## TAREFAS A CUMPRIR
(1) De acordo com o texto sobre o crédito, quem inventou a democracia moderna e há quanto tempo?
(2) Repita literalmente o trecho do texto sobre o crédito entre "Até hoje usamos" e "soberanos. Mais elegante...", incluindo os dois.
(3) Liste todas as expressões que o texto sobre o crédito coloca entre aspas.

## TEXTO FORNECIDO
● ● ●
O crédito talvez seja a mais
diabólica das invenções humanas. Os governos, antigamente,
faziam malandragens com a
moeda física, ou arrancavam
dinheiro na marra (historicamente, não há raça mais detestada do que os fiscais de impostos, e o próprio pioneiro da química científica -Lavoisier-,
por causa de uma ligação com o
fisco monárquico, teve a cabeça
cortada pela República. Esta solenemente declarou, a respeito,
que não precisava de sábios
-hoje, são chamados "cientistas"...).
Assim que aprenderam meios
e modos de arranjar dinheiro
emprestado, os governos não
pararam mais, em parte alguma. O que varia é o grau de
descontrole. Aliás, não são só os
governos. A "febre amarela",
como alguns andaram chamando a generalizada crise asiática,
resultou, antes de mais nada, de
más práticas bancárias privadas e abusos de crédito, canalizado sobretudo para o setor
imobiliário e alguns grandes
grupos industriais. Por outro
lado, o crédito é o estimulante
que mais anima os negócios. E,
é claro, os governos têm de gastar. Mandar e gastar são as
duas faces da mesma moeda da
gestão pública.
A democracia moderna foi inventada pelos ingleses, há quase
oito séculos, precisamente para
controlar os gastos do soberano.
Até hoje usamos a palavra "soberania" para fins dúbios -e
quem não se lembra dos nossos
bobos subxiitas, com a famosa
"moratória soberana", que até
hoje continua a custar-nos caríssimo? Agora, lá fora, o que
está na moda é falar em "risco
moral" para os vários tipos e
graus de calotes e semicalotes
soberanos. Mais elegante...
Não há forma alguma, no Estado contemporâneo, de se conterem decisivamente as despesas governamentais. Dos governos autoritários, é claro, nem
falar. Mas, mesmo nas democracias, o eleitor quer ver resultados, obras, receber serviços
públicos e poder contar com
uma "rede de segurança" social
cada vez mais abrangente. É
um longo processo educativo
até se chegar ao ponto em que a
maioria comece a perceber que
nada sai de graça (ou, como
dizem os economistas, não há
almoço gratuito...). Para o conjunto da sociedade não pode
haver boca-livre, conquanto alguns políticos achem que é simples questão de sensibilidade
social.
● ● ●
## DADOS FORNECIDOS
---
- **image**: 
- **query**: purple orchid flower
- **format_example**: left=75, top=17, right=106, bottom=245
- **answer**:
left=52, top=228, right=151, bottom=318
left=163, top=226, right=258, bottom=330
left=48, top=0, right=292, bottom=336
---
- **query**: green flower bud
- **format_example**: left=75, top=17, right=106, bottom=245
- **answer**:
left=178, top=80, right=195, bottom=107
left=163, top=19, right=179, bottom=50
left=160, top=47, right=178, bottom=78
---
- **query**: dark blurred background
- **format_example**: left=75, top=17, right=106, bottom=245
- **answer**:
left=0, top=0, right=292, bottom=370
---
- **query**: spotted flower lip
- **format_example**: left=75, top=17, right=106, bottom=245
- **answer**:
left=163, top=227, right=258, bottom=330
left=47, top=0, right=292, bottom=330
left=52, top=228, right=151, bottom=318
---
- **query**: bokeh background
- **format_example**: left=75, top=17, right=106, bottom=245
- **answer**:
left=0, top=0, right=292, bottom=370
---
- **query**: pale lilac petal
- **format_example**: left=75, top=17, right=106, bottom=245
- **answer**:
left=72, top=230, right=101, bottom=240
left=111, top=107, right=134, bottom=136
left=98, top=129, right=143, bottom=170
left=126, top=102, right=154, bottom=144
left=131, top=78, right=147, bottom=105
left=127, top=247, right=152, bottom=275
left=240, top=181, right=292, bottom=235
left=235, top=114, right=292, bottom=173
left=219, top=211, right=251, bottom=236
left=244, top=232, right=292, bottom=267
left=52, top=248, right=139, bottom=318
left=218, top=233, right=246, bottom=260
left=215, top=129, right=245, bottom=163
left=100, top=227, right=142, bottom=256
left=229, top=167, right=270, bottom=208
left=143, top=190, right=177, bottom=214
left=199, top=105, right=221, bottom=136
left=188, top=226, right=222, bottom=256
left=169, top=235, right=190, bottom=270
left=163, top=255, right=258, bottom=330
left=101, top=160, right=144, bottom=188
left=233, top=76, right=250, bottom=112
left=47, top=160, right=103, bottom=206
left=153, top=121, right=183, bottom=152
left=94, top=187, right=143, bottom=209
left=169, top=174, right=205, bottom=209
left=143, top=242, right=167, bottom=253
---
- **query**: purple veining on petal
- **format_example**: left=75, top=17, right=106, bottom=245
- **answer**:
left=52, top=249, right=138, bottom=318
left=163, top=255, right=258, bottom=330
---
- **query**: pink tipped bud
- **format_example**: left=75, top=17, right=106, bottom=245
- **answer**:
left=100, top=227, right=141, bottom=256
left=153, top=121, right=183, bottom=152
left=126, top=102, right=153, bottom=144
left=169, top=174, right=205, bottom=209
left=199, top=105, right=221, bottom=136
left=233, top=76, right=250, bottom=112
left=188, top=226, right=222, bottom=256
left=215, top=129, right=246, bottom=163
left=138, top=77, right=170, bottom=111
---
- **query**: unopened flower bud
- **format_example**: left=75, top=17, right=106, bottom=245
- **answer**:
● ● ●
## RESPOSTAS POR TAREFA
(1) Os ingleses, há quase oito séculos.

(2)
Até hoje usamos a palavra "soberania" para fins dúbios -e
quem não se lembra dos nossos
bobos subxiitas, com a famosa
"moratória soberana", que até
hoje continua a custar-nos caríssimo? Agora, lá fora, o que
está na moda é falar em "risco
moral" para os vários tipos e
graus de calotes e semicalotes
soberanos. Mais elegante...

(3)
- "cientistas"
- "febre amarela"
- "soberania"
- "moratória soberana"
- "risco moral"
- "rede de segurança"